- **TESTO MOSTRATO**:
# # # # # # #
IL LIBRO – Che cosa significava vivere a Firenze durante i mesi della Repubblica Sociale Italiana? Che cosa pensavano i fiorentini? Come impiegavano il loro tempo? Quali erano i problemi più difficili da affrontare?
Il libro, che tratta della vita quotidiana nel capoluogo toscano nel biennio 1943-44, cerca di rispondere a tutti questi interrogativi. Dalla scuola al teatro, dal cinema alle manifestazioni sportive, dai mezzi di trasporto al tesseramento, dall’organizzazione militare al servizio sanitario, per un’analisi che certo non pretende di essere esaustiva, ma che si propone di offrire al Lettore una panoramica d’insieme che lo aiuti a comprendere lo stato d’animo di coloro che furono testimoni di uno dei momenti più terribili per Firenze.
# # # # # # #
- **ESTRATTI DEI DATI**:
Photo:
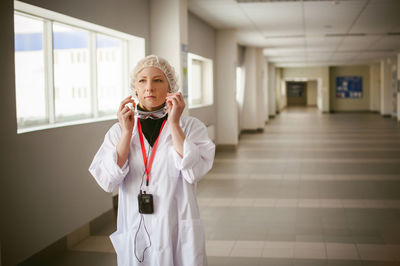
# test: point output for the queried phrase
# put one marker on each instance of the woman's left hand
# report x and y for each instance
# # # # # # #
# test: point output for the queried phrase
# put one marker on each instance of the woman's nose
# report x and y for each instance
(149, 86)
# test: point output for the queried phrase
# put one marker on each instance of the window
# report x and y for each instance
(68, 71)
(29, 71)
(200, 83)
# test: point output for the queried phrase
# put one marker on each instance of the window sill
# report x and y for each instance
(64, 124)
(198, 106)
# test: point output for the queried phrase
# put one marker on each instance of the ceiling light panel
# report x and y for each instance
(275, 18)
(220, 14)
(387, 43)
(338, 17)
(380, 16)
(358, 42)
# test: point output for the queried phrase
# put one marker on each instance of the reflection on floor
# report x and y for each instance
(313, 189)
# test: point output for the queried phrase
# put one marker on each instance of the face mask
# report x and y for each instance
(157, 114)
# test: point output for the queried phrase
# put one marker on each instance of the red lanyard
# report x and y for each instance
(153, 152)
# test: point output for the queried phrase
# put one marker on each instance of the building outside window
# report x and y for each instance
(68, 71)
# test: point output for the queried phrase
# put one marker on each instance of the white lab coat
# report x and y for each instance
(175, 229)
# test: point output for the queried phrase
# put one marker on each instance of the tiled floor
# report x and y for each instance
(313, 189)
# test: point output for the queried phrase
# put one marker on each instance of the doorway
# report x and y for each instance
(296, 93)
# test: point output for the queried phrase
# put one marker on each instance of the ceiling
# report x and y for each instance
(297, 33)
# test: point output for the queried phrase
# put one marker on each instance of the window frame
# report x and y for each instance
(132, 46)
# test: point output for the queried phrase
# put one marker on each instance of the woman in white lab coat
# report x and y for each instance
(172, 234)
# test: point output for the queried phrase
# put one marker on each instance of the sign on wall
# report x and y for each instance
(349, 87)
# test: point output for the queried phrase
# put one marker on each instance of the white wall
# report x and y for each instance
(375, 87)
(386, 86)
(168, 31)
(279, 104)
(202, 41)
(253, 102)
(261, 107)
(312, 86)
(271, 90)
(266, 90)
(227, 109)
# # # # # # #
- **COSA FARE**:
Trascrivi per intero, parola per parola, il testo sulla vita quotidiana a Firenze nel 1943-44.

- **RISPOSTA SCRITTA**:
IL LIBRO – Che cosa significava vivere a Firenze durante i mesi della Repubblica Sociale Italiana? Che cosa pensavano i fiorentini? Come impiegavano il loro tempo? Quali erano i problemi più difficili da affrontare?
Il libro, che tratta della vita quotidiana nel capoluogo toscano nel biennio 1943-44, cerca di rispondere a tutti questi interrogativi. Dalla scuola al teatro, dal cinema alle manifestazioni sportive, dai mezzi di trasporto al tesseramento, dall’organizzazione militare al servizio sanitario, per un’analisi che certo non pretende di essere esaustiva, ma che si propone di offrire al Lettore una panoramica d’insieme che lo aiuti a comprendere lo stato d’animo di coloro che furono testimoni di uno dei momenti più terribili per Firenze.